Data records
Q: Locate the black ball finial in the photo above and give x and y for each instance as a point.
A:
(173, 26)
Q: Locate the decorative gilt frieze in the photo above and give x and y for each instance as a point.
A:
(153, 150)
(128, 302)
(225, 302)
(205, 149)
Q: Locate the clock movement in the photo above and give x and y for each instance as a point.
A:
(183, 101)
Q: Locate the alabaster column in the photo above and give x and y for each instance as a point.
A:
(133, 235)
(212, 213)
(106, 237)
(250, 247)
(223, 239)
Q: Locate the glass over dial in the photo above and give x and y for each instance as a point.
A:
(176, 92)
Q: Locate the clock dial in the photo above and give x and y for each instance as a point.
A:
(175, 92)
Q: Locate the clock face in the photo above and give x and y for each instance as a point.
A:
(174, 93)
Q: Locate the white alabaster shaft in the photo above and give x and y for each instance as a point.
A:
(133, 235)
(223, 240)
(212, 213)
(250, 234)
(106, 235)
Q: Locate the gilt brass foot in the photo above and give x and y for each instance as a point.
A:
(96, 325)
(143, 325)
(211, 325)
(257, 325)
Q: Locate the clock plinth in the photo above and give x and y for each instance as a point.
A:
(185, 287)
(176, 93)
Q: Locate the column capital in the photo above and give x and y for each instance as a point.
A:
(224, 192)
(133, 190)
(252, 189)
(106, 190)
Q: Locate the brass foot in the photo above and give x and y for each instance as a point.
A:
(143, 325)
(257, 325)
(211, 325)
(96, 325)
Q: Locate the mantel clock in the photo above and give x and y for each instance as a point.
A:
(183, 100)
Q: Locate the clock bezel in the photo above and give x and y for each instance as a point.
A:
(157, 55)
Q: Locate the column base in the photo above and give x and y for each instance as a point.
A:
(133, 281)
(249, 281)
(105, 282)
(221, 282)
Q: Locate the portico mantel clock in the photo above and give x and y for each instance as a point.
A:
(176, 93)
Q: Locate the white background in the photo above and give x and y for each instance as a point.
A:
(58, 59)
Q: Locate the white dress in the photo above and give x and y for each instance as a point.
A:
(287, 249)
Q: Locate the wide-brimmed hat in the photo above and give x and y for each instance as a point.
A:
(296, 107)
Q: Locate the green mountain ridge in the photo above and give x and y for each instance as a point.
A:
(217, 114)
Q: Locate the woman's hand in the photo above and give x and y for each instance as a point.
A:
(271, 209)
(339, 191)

WHAT TO DO:
The first line of the records and every line down to the line with "Q: Locate the clock movement" must be quoted exactly; leave out all else.

RESULT FOR THIS EXERCISE:
Q: Locate the black ball finial in the photo above and give x and y for each instance as a point.
A:
(173, 26)
Q: Locate the decorative gilt frieze in the photo above and give x and y for each instance as a point.
A:
(153, 150)
(128, 302)
(225, 302)
(205, 149)
Q: Locate the clock movement in the photo above and give x and y for each instance as a point.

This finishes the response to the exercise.